▶ YOUR OBJECTIVE: Convert the listing below into a two-column CSV with the header text,answer, one row for each text together with everything given as its answer. Put each value in a single quoted field, replacing any line breaks with spaces.
>> Start DATA PROVIDED
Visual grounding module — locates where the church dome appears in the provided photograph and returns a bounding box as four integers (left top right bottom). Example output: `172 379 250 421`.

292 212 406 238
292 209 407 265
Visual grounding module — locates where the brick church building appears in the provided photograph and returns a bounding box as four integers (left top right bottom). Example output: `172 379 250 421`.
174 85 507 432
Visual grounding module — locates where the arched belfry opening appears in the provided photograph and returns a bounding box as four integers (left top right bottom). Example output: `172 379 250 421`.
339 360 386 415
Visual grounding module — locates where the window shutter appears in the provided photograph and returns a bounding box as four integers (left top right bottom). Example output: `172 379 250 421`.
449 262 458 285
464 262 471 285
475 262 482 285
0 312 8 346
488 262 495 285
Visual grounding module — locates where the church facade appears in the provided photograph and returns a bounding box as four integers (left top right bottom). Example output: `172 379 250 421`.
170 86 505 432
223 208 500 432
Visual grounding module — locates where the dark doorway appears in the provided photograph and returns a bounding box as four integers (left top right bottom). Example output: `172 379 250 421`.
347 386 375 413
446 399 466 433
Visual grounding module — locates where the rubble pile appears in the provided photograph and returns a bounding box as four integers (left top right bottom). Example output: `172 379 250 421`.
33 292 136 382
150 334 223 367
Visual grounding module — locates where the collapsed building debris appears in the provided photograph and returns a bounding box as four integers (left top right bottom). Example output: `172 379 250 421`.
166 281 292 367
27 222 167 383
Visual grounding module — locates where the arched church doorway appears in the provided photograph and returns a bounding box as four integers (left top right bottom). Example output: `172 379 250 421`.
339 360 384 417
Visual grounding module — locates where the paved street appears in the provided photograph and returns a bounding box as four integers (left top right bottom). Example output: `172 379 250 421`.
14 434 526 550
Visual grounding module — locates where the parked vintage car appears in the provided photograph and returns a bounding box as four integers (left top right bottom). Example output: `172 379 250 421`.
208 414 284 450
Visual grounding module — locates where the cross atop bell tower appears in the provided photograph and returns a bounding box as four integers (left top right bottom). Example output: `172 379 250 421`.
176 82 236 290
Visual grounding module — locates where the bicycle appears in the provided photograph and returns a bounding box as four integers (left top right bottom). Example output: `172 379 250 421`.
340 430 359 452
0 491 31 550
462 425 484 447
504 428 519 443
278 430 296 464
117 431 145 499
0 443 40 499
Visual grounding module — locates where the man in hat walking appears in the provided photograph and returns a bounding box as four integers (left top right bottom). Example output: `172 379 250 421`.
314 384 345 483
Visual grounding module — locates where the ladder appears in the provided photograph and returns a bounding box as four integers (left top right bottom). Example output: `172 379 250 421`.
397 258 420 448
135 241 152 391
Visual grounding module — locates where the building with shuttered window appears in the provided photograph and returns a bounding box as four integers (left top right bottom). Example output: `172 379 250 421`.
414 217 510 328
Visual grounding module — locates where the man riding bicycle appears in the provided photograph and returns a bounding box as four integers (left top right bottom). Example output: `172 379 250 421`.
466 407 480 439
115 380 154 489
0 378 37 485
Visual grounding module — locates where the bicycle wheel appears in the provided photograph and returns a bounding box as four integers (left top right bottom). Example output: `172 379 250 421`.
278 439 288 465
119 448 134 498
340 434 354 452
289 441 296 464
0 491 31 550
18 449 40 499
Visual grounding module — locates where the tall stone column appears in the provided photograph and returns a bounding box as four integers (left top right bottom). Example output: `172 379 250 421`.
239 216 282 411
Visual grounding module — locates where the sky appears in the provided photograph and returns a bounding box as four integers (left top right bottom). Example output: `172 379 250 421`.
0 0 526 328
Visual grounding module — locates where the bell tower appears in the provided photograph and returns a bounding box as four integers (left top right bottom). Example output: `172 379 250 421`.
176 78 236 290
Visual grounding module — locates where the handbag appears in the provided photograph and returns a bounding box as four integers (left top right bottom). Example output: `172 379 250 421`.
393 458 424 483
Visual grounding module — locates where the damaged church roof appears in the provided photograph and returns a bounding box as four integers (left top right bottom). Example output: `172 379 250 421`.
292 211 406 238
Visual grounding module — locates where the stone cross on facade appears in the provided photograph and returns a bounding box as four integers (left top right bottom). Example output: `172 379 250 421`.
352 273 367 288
>> End DATA PROVIDED
▶ EXERCISE RESPONSE:
text,answer
"Visual grounding module — locates where the church dome appears in the provided photograph and returns a bounding box as four integers (left top right bottom). Example output: `172 379 250 421`.","292 212 406 238 292 209 407 265"
"Visual grounding module — locates where the brick church building appears in the provided photograph and returns a bounding box as four integers (left top right bottom). Example output: `172 379 250 421`.","174 85 507 432"
"Visual grounding module — locates where the arched belfry opening appears in the provided photograph and returns a bounding box as four integers (left top right bottom). Example output: `172 379 250 421`.","339 360 386 415"
"Visual grounding module — locates where the window shutter appears in the provided photograph and returns a bounding box as four integers (left top right bottom). Example output: `172 379 250 421`.","449 262 458 285 464 262 471 285 475 262 482 285 0 312 8 346 488 262 495 285"
"Visual grounding module — locates where the church facade appears in the provided photograph and returns a bounding box as four integers (left top right bottom). Example output: `172 379 250 421`.","170 86 505 432 223 208 500 432"
"Visual grounding module — locates where the dark doorway appears in the provided photograph and returns a bounding box as four integers (left top right bottom). Example output: `172 379 250 421`.","347 386 375 413 446 399 466 433"
"Visual grounding module — locates where the rubble pile appears in the provided photograph and returns a bounding box as four integers (left top right bottom). Example output: `172 379 250 421`.","33 292 136 382 150 334 223 367"
"Visual grounding module — locates where the collapsed building debris appears in the provided photograph and returns a bounding box as four integers (left top right bottom). Example output: `172 379 250 421`.","166 281 292 367 27 222 167 383"
"Visual grounding module — locates where the arched church doorway appears in the provided photograph and returns a bounding box as four integers (left top right bottom). Example output: `172 379 250 421`.","339 360 384 417"
"Visual grounding module — locates where the paved street appears in the provided photograph and returns a bounding box as four integers (left top right bottom). Example output: `172 379 250 421`.","14 434 526 550"
"Visual grounding module — locates where the parked vintage car appears in the provided photograph and returns a bounding box as four integers (left top right bottom). Example output: `172 379 250 421`.","208 414 284 450"
"Visual grounding module — locates where the cross atop bell tower appears in the provided photograph and returns a bounding box as four integers (left top right bottom). Example output: `172 379 250 421`.","176 82 236 290"
"Visual grounding module — locates where the bicycle appears in the provided photograph and returns a bounding box as four integers (left top right bottom). Example output: `172 379 250 421`.","340 430 359 452 0 491 31 550 462 425 484 447 504 428 519 443 278 430 296 464 117 431 145 499 0 443 40 499"
"Visual grounding module — locates where the man in hat walking appears in the provided photograph and returns a bounding box as four integers (left top right bottom). Example output: `172 379 250 421`.","314 384 345 483"
"Visual grounding module — locates where the ladder appears in the provided photograph and returns a bounding box as four integers (left top right bottom). Example output: `172 379 250 421`.","397 258 420 448 135 241 152 391"
"Visual grounding module — locates where the building with shuttered window appears in the provided photograph and returns a bounding box as four integers (left top right bottom). Example output: `172 379 250 421`.","414 217 510 328"
"Visual grounding module — locates where the man riding bicycle appears in the provided photograph and returns a bounding box as four integers (left top right bottom). Example output: `172 379 250 421`.","466 407 480 439 115 380 154 489 0 378 37 485"
"Visual grounding module — locates where the bicycle wheel appears in the provided photograph and returns a bounding box as four integers (left top right bottom). Example output: `172 379 250 421`.","278 439 288 465 119 448 134 498 340 434 354 452 289 441 296 464 0 491 31 550 18 449 40 499"
"Visual grounding module — locates where the tall stone column appears in the provided photograph and returns a bounding box as four integers (left top right bottom). Example output: `172 379 250 421`.","239 216 282 411"
"Visual grounding module — locates where the sky appears in the provided photograph and returns a bounding box as four integers (left top right bottom). Example output: `172 379 250 421`.","0 0 526 328"
"Visual grounding module — locates where the bell tower appears in the provided photograph and returns a bounding box as four integers (left top right bottom). Example output: `172 379 250 421`.","176 78 236 290"
"Visual grounding module — locates where the handbag appears in the provided photograph and returns a bounding box as four integers (left top right bottom). Example output: `172 379 250 421`.","393 458 424 483"
"Visual grounding module — locates where the damaged church roof appears in the provided photograph and returns a bounding box as four integers (left top right bottom). Example output: `172 379 250 421`.","292 211 406 238"
"Visual grounding module — locates where the stone cross on facade appears in the provided photograph and returns a bounding box as four integers (left top right bottom). Example output: `172 379 250 421`.","352 273 367 288"